What the task asks >> Print each of the rows below word for word, leaving every line unchanged.

**** Records to process ****

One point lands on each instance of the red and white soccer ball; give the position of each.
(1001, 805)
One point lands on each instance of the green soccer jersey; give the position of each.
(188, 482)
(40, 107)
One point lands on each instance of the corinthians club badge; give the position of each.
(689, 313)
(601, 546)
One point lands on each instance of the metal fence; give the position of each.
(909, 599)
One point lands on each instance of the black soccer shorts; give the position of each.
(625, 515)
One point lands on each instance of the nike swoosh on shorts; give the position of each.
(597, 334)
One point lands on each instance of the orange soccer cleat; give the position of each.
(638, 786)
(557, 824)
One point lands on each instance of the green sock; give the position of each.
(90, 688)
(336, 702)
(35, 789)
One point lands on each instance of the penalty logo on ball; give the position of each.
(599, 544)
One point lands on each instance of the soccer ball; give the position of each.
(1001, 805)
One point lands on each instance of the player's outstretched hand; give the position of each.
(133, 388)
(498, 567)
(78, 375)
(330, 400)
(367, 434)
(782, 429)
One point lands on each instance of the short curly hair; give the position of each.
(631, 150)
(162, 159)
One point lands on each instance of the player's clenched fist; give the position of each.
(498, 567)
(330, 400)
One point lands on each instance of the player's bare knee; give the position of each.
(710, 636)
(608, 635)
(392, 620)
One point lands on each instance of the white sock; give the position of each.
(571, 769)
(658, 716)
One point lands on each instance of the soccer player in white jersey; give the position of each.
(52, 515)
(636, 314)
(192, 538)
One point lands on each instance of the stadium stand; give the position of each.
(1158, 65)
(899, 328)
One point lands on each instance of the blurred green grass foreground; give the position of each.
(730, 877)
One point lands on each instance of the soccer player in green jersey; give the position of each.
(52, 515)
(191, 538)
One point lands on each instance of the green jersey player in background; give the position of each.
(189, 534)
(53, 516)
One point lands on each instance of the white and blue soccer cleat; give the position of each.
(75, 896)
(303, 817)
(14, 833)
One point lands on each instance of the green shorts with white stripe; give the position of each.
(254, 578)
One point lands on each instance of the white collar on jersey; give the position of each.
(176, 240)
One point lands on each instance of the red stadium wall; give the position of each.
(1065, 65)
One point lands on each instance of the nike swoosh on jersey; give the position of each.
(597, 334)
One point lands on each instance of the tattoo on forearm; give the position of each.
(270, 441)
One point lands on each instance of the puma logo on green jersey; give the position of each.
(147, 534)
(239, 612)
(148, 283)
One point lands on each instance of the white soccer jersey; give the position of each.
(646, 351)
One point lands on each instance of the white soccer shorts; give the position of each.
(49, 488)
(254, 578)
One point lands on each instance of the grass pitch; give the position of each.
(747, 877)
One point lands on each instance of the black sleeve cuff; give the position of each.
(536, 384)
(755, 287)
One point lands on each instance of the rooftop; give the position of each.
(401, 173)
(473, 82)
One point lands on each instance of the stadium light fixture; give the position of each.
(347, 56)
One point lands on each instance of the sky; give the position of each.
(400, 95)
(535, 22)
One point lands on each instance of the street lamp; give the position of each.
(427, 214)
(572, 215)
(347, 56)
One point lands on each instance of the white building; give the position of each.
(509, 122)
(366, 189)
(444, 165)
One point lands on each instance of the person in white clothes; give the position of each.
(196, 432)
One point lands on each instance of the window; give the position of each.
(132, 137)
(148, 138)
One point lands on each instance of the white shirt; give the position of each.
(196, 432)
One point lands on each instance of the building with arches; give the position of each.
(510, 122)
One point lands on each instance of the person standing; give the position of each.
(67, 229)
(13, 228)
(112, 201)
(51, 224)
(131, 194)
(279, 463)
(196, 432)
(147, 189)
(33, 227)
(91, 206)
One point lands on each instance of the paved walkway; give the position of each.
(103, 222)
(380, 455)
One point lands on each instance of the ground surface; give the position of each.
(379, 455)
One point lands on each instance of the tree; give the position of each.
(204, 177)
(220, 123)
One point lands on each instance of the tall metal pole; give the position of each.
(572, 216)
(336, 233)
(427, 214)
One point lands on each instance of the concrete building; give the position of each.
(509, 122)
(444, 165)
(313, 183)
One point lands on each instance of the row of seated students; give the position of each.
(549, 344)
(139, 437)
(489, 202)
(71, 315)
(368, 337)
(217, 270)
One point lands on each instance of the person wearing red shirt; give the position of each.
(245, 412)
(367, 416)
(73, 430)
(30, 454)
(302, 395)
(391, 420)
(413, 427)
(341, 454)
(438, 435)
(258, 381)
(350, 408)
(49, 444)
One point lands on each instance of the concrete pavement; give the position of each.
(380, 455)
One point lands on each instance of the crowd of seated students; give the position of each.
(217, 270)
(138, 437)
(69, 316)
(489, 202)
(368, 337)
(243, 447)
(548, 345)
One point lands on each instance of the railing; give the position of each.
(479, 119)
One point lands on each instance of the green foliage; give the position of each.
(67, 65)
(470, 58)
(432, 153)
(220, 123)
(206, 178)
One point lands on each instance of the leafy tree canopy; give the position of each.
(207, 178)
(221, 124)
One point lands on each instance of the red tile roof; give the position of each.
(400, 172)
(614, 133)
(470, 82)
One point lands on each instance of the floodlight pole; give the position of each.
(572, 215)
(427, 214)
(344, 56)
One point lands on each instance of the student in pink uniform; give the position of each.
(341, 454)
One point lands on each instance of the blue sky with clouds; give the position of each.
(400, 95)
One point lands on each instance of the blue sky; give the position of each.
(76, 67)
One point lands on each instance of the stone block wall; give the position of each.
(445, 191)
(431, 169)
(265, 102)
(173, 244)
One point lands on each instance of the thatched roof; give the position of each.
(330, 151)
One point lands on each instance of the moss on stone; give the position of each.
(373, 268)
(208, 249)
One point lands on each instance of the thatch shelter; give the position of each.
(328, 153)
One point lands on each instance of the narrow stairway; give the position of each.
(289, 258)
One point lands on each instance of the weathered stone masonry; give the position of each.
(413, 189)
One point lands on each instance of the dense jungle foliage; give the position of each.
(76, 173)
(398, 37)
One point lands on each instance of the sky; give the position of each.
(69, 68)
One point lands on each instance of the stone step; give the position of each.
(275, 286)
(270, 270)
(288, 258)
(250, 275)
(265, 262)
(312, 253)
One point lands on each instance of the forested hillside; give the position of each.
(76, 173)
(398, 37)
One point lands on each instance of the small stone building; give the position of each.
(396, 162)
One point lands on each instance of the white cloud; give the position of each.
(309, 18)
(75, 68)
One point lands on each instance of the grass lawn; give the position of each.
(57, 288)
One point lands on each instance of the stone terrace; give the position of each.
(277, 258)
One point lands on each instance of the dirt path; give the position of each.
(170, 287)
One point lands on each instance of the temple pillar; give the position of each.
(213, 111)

****

Full answer >>
One point lands on each instance of the red and white soccer ball; give the position of each.
(1001, 805)
One point lands on each instance of the green soccer jersey; give the position of each.
(188, 482)
(40, 107)
One point lands on each instance of the corinthians club badge; give the position of each.
(689, 313)
(601, 546)
One point lands on each instance of the metal fence; give the position of each.
(909, 599)
One point lands on each instance of the black soccer shorts; give the position of each.
(625, 515)
One point lands on each instance of the nike swoosh on shorts; give the position of each.
(597, 334)
One point lands on each instance of the orange soccer cleat; give the position of each.
(638, 786)
(557, 824)
One point lands on each instance of the green sock; give the position of each.
(90, 688)
(336, 702)
(35, 789)
One point lands on each instance of the penalty logo on ball; give the position of each.
(599, 544)
One point lands on each instance of the soccer ball; give the position of each.
(1001, 805)
One point lands on each instance of the player's outstretched hand; give the position of each.
(133, 388)
(498, 567)
(78, 375)
(330, 400)
(367, 434)
(782, 429)
One point lands on each instance of the short curly hair; give the position of each.
(631, 150)
(162, 159)
One point lands on each instance of the player's clenched fist; give the position of each.
(498, 567)
(330, 400)
One point lands on each instance of the player's bare knee; give the position of each.
(710, 636)
(608, 635)
(392, 620)
One point lands on each instance of the white sock; give the position of each.
(571, 769)
(658, 716)
One point lands on each instance of the soccer player in white jersey; give the position of each.
(52, 515)
(636, 314)
(192, 538)
One point lands on each instance of the stadium stand; give the position of each.
(1158, 65)
(899, 328)
One point lands on each instance of the blurred green grass foreground; give the position of each.
(730, 877)
One point lands on each instance of the soccer player in green jersey; give the position of each.
(52, 515)
(191, 538)
One point lands on each instance of the green jersey player in background; give the position of each.
(189, 534)
(53, 516)
One point lands on each instance of the white and blue soccer cleat; give the position of each.
(75, 896)
(303, 817)
(14, 833)
One point lands on each instance of the green shorts with white stripe; give the position of each.
(254, 578)
One point lands on each instance of the white collar on jersey; give the position of each.
(176, 240)
One point lands on each instance of the red stadium wall; give the position of each.
(1065, 65)
One point lands on each instance of the nike swoosh on jersey; give the position of each.
(597, 334)
One point lands on each instance of the tattoo on forearm; give the position of each.
(270, 441)
One point lands on each instance of the puma logo on green jersey; give the position of each.
(147, 534)
(239, 612)
(148, 283)
One point lands on each instance of the white soccer jersey; give the position of each.
(646, 351)
One point lands on each instance of the white soccer shorts; give the position of each.
(49, 488)
(254, 578)
One point lands on each instance of the grass pitch; give the position of each.
(747, 877)
One point lands on each instance of the black sleeve cuff; give the position of each.
(536, 384)
(755, 287)
One point lands on each instance of the rooftop; give the position of each.
(401, 173)
(473, 82)
One point lands on each instance of the stadium light fixture; give the position of each.
(347, 56)
One point lands on each instance of the sky; give the position of each.
(400, 95)
(535, 22)
One point lands on each instance of the street lamp; give the position of each.
(427, 214)
(572, 215)
(347, 56)
One point lands on each instance of the white building; give the position of each.
(509, 122)
(366, 189)
(444, 165)
One point lands on each instance of the person in white clothes; give the position of each.
(196, 432)
One point lands on each instance of the window; give the position of each.
(132, 137)
(148, 138)
One point lands on each instance of the white shirt; give the position of each.
(196, 432)
One point lands on each instance of the building with arches; give the position of each.
(510, 122)
One point lands on each instance of the person standing; give the position of each.
(67, 229)
(13, 228)
(112, 201)
(51, 224)
(131, 194)
(279, 463)
(196, 432)
(147, 189)
(33, 227)
(91, 206)
One point lands on each instance of the paved walkway; give the position of each.
(103, 222)
(380, 455)
One point lands on each instance of the ground surface; give the position of each.
(379, 455)
One point lands on each instance of the tree; give the position of each.
(204, 177)
(220, 123)
One point lands on each instance of the tall metal pole; give the position of each.
(572, 216)
(336, 233)
(427, 214)
One point lands on each instance of the concrete building; give the position of each.
(509, 122)
(444, 165)
(313, 183)
One point lands on each instance of the row of seated students; give the position of each.
(549, 344)
(139, 437)
(489, 202)
(71, 315)
(368, 337)
(217, 270)
One point lands on each instance of the person wearing red shirt; give the position of each.
(245, 412)
(367, 416)
(73, 430)
(30, 454)
(302, 395)
(391, 420)
(413, 427)
(341, 454)
(438, 435)
(258, 381)
(350, 408)
(49, 444)
One point lands on each instance of the concrete pavement; give the position of each.
(380, 455)
One point lands on each instance of the crowd of seated students; give the position of each.
(217, 270)
(138, 437)
(69, 316)
(489, 202)
(368, 337)
(243, 447)
(548, 345)
One point lands on each instance of the railing; give the position of each.
(479, 119)
One point lands on each instance of the green foliage; give the position of each.
(67, 65)
(470, 58)
(432, 153)
(220, 123)
(206, 178)
One point lands on each instance of the leafy tree canopy; give the position of each.
(207, 178)
(221, 124)
One point lands on each instance of the red tile roof; give the position of each.
(400, 172)
(614, 133)
(470, 82)
One point lands on each instance of the floodlight pole; give the position of each.
(572, 215)
(427, 214)
(344, 56)
One point lands on each instance of the student in pink uniform; give the position of each.
(341, 454)
One point lands on each instance of the blue sky with clouds; give the position of each.
(400, 95)
One point lands on each instance of the blue sky; give the position of each.
(76, 67)
One point lands on each instance of the stone block wall; give the position of each.
(445, 191)
(431, 169)
(265, 102)
(173, 244)
One point lands on each instance of the thatched roof; give the position of each.
(330, 151)
One point lands on each instance of the moss on stone; give the position of each.
(373, 268)
(208, 249)
One point lands on each instance of the thatch shelter; give the position of each.
(328, 153)
One point lands on each instance of the narrow stairway; give the position of each.
(289, 258)
One point lands on each instance of the weathered stone masonry; give the position of each.
(413, 189)
One point lands on each instance of the dense jungle foliage; give the position of each.
(76, 173)
(398, 37)
One point lands on each instance of the sky; give the position of each.
(69, 68)
One point lands on each instance of the stone step; give the position of each.
(275, 286)
(270, 270)
(288, 258)
(250, 275)
(265, 262)
(312, 253)
One point lands on each instance of the forested hillside; give the position of each.
(76, 173)
(398, 37)
One point lands on each instance of the small stone building; give the position of each.
(396, 162)
One point lands on each instance of the white cloud; give the position of each.
(309, 18)
(75, 68)
One point lands on each instance of the grass lawn; give the position of each.
(57, 288)
One point lands on each instance of the stone terrace; give the position of each.
(277, 258)
One point lands on each instance of the dirt path; give the position of each.
(170, 287)
One point lands on each instance of the temple pillar; give the position of each.
(213, 111)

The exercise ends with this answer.